**O QUE SE PEDE**
Imprima, sem qualquer alteração, o trecho do texto sobre educação ambiental crítica que começa em "CRITICAL ENVIRONMENTAL EDUCATION" e prossegue até "education; historical-critical pedagogy.".

**TEXTO PARA LEITURA**
****************************************

Palavras-chave: Educação ambiental; educação crítica; pedagogia histórico-crítica.
CRITICAL ENVIRONMENTAL EDUCATION AT SCHOOL: THE HEAT OF THE PRESSURE COOKER IN THE ECONOMY OF KITCHEN GAS
Abstract
This papper has been developed with narratives, in which it is extracted and reflected on direct experiences that occurred in the basic school, since the authors of the present article find an educator who participated directly in the intervention in the school. The results presented in the narrative show that the proposal of articulation between the Historical Critical Pedagogy and the actions in support of Environmental Education allowed the development of investigative practices that increased the compression of the students involved on the environmental problem, has being well accepted by teachers and other school students.
Keywords: Environmental education; critical education; historical-critical pedagogy.
Introdução
A educação ambiental é um tema de fundamental importância para a sociedade. Dentro das escolas, o tema possui caráter não-disciplinar e ampla abrangência nos currículos, possuindo diversas concepções e vasta diversidade teórico-metodológica (HART et al., 2018). No que diz respeito ao processo educativo nacional, no artigo segundo das Diretrizes Curriculares Nacionais para a Educação Ambiental conta que a Educação Ambiental é
[...] uma dimensão da educação, é atividade intencional da prática social, que deve imprimir ao desenvolvimento individual um caráter social em sua relação com a natureza e com os outros seres humanos, visando potencializar essa atividade humana com a finalidade de torná-la plena de prática social e de ética ambiental. (BRASIL, 2012).

****************************************

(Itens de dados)
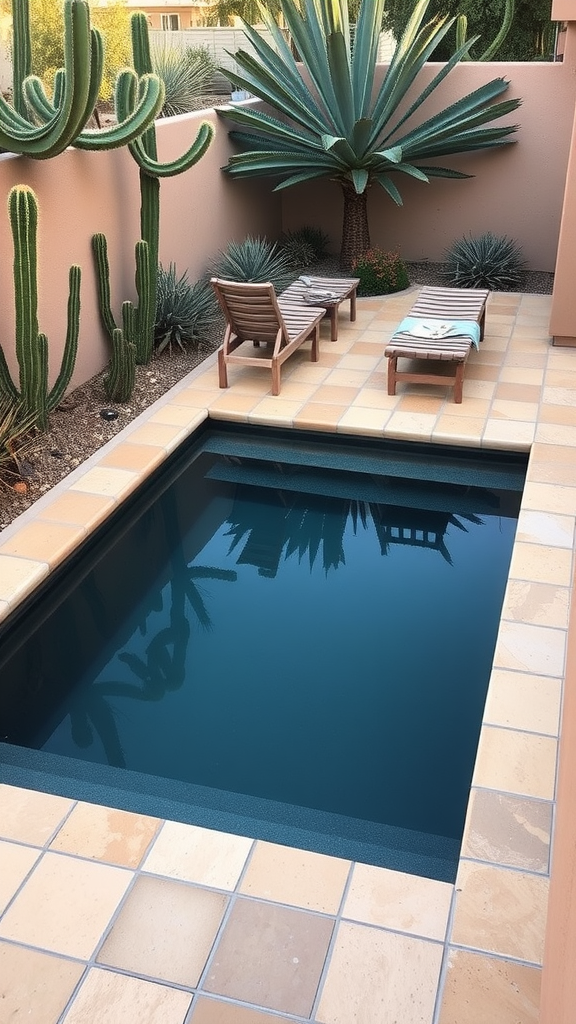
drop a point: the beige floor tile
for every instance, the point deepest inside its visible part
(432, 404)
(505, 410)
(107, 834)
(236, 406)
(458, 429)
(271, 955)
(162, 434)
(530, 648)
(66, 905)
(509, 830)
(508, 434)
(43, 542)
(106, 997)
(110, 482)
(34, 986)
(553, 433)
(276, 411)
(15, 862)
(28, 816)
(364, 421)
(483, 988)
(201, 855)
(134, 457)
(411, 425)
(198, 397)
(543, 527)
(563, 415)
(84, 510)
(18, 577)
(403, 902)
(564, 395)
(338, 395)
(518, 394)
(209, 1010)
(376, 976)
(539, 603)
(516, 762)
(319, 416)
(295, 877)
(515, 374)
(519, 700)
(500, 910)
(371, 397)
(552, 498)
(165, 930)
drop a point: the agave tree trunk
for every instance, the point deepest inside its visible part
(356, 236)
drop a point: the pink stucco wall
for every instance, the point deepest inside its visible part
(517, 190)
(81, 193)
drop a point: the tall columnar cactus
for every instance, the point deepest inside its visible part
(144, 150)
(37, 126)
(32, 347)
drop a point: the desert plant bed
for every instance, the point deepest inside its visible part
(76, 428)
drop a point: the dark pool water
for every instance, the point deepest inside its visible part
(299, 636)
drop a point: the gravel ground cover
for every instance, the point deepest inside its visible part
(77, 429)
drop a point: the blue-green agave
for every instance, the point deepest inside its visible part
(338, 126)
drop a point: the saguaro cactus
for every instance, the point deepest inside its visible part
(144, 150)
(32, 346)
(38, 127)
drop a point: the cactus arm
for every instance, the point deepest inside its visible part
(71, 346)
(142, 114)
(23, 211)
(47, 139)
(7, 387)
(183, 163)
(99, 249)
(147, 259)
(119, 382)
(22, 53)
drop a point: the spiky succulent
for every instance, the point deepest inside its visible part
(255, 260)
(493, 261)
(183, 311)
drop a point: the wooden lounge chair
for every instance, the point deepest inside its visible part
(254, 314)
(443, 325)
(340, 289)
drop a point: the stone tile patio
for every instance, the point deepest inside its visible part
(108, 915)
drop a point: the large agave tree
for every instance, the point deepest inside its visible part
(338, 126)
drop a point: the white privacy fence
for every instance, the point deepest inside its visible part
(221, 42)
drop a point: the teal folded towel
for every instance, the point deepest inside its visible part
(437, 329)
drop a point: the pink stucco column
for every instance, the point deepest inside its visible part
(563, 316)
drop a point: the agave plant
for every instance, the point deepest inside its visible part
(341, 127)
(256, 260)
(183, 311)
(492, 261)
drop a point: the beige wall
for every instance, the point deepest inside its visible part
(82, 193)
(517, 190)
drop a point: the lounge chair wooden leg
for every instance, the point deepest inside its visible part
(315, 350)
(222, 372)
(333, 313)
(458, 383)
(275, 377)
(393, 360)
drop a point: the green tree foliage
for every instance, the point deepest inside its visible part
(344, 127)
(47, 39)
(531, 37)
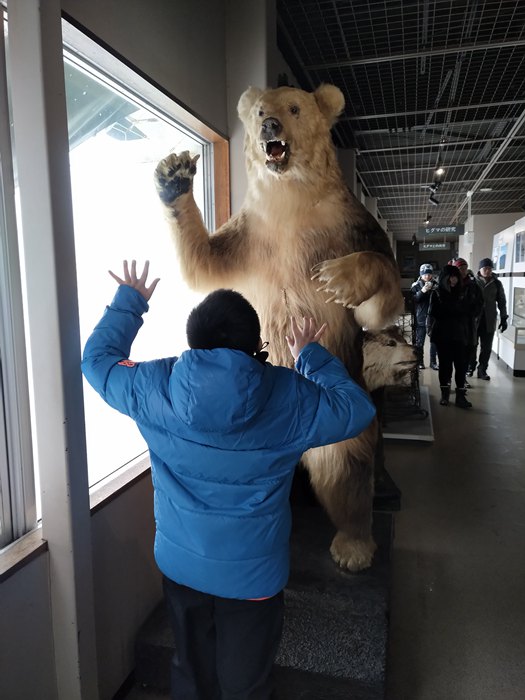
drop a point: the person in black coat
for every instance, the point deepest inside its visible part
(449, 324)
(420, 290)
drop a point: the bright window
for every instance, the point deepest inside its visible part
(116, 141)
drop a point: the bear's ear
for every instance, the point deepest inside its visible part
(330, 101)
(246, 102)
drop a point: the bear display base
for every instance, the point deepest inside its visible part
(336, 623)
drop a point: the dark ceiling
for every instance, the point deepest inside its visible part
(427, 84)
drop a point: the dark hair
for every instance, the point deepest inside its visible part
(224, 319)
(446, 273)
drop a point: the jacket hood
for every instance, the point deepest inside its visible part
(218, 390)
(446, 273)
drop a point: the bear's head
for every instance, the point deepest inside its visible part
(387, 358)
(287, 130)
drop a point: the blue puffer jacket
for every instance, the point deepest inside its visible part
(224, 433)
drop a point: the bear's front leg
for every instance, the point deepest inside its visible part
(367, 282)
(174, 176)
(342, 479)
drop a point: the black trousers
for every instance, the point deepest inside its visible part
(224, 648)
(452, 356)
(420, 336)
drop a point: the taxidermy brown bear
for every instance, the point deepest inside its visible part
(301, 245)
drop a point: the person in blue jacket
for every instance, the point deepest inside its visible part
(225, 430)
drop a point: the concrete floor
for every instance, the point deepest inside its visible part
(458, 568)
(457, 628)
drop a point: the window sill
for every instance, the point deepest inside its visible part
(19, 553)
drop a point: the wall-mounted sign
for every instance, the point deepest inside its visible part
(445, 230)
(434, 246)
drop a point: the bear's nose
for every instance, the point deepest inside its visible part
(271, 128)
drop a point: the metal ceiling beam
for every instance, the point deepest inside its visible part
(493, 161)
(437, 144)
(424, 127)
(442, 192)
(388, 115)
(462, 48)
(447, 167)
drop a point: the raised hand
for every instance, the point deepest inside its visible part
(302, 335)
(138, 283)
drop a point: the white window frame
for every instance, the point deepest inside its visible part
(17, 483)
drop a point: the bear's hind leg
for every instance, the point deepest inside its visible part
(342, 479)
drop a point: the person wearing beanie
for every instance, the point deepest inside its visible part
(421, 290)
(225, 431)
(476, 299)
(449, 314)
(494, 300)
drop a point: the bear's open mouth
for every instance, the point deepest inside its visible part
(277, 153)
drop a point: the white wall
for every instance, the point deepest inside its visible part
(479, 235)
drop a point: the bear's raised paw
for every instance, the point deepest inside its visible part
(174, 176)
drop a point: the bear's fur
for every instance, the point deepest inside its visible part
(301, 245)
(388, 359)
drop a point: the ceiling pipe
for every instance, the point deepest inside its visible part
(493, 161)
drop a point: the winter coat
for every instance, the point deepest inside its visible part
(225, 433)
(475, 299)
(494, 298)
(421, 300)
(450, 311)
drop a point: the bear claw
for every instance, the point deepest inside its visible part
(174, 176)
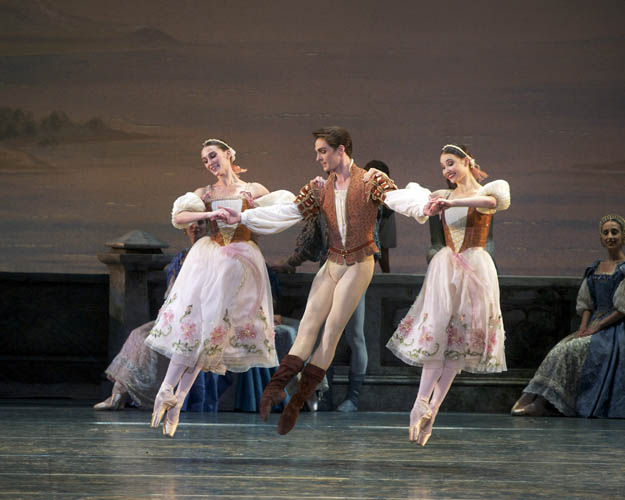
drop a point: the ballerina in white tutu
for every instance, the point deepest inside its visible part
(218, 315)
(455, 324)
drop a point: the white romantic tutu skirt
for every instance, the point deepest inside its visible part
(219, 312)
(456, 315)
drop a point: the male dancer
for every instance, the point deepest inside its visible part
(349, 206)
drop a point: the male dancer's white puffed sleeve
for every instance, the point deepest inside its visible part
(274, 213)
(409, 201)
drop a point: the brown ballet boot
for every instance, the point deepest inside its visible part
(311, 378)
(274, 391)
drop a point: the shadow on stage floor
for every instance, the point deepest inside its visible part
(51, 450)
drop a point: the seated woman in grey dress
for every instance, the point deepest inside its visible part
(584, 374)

****************************************

**SOLUÇÃO DO EXERCÍCIO**
CRITICAL ENVIRONMENTAL EDUCATION AT SCHOOL: THE HEAT OF THE PRESSURE COOKER IN THE ECONOMY OF KITCHEN GAS
Abstract
This papper has been developed with narratives, in which it is extracted and reflected on direct experiences that occurred in the basic school, since the authors of the present article find an educator who participated directly in the intervention in the school. The results presented in the narrative show that the proposal of articulation between the Historical Critical Pedagogy and the actions in support of Environmental Education allowed the development of investigative practices that increased the compression of the students involved on the environmental problem, has being well accepted by teachers and other school students.
Keywords: Environmental education; critical education; historical-critical pedagogy.